■ **TASK STATEMENT**: You are to retype exactly the line with "Place one keypoint on each instance of the gravel" and every line after it in the entries below.

==== RECORDED DATA ====

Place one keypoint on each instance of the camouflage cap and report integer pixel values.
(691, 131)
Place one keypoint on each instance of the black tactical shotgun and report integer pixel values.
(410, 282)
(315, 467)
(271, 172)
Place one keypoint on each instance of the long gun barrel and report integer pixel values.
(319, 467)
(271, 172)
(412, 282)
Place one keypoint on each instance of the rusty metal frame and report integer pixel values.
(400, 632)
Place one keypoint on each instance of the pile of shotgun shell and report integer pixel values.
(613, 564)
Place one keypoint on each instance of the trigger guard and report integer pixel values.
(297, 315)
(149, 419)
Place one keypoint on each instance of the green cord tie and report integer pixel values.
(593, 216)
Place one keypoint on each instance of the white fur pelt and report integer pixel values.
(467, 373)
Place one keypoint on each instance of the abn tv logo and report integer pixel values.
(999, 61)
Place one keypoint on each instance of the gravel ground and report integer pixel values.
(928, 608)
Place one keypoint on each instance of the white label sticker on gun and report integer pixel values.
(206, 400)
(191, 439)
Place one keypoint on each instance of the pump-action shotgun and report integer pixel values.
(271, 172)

====

■ **RESULT BELOW**:
Place one keypoint on each instance of the gravel ground and report integer pixel values.
(928, 608)
Place one keypoint on each instance of the white label sticker on gun and report integer pixel values.
(206, 400)
(191, 439)
Place one keypoint on each instance of the pump-action shotgun and report integer pixel values.
(271, 172)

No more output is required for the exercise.